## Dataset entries
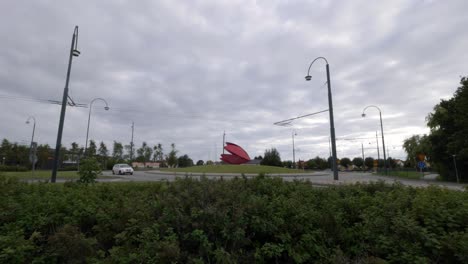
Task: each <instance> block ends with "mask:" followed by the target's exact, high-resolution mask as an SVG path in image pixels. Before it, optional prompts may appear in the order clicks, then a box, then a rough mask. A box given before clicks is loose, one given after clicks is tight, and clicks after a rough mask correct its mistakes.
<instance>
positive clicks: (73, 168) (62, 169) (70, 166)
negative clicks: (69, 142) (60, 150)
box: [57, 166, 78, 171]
---
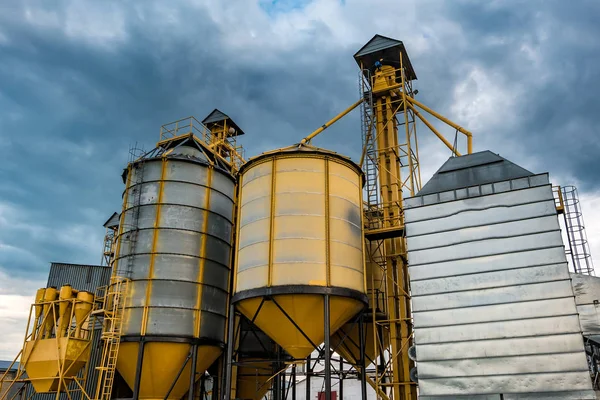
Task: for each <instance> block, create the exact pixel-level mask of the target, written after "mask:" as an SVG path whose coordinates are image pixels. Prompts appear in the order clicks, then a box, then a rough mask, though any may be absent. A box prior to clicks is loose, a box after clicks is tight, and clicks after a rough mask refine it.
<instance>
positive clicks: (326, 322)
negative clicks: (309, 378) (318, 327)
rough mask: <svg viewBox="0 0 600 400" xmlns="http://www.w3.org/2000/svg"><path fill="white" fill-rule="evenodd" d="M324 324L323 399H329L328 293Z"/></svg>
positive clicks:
...
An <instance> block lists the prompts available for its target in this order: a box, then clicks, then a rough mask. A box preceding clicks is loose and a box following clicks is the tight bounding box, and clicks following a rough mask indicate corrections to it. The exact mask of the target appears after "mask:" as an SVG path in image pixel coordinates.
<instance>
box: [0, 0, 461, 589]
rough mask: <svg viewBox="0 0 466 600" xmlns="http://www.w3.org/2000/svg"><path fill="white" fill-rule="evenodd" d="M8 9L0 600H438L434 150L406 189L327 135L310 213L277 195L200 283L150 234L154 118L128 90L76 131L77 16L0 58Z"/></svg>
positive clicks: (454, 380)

## What you should do
If a line in the records above has the word "fill", copy it out.

## Result below
rough mask: <svg viewBox="0 0 600 400" xmlns="http://www.w3.org/2000/svg"><path fill="white" fill-rule="evenodd" d="M324 324L323 399H329L328 293Z"/></svg>
rough mask: <svg viewBox="0 0 466 600" xmlns="http://www.w3.org/2000/svg"><path fill="white" fill-rule="evenodd" d="M8 9L0 600H438L434 150L406 189L327 135L310 213L277 195L200 283L150 234L154 118L128 90L76 131L77 16L0 58Z"/></svg>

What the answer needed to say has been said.